- **What you need to do**:
Below are several records. Retype exactly those lines running from the one with "Query: necklace" through the one with "Query: man's neck", end lines included, and no others.

- **Extracted material**:
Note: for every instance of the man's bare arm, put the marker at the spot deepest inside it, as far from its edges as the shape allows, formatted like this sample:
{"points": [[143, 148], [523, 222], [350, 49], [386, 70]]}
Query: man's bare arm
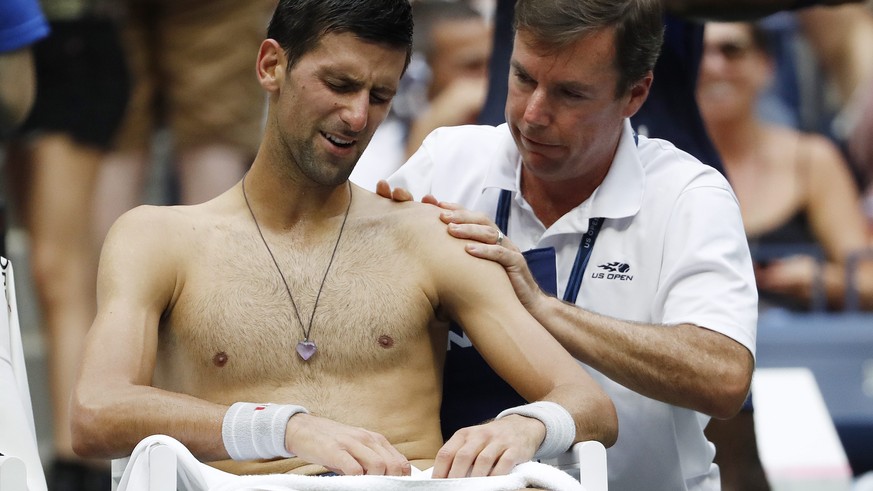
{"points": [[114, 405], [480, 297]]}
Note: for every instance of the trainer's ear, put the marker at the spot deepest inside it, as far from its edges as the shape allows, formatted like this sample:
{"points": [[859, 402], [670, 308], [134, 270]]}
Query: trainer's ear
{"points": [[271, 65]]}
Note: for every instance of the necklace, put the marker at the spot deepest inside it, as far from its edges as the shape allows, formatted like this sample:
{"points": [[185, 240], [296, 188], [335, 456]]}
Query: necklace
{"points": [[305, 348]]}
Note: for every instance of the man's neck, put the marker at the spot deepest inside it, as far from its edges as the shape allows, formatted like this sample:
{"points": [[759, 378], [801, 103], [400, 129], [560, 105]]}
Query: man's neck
==
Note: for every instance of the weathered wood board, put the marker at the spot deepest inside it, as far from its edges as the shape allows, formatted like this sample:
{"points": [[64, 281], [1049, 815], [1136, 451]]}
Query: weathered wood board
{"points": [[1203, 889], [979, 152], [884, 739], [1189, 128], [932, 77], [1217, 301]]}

- **Task output**:
Query: necklace
{"points": [[305, 348]]}
Note: for every instance of the man's neck, put the marker at the spot deepest inside it, as far from its edges as the shape allows, formatted like this sample:
{"points": [[759, 378], [801, 103], [400, 129], [560, 105]]}
Query: man's neck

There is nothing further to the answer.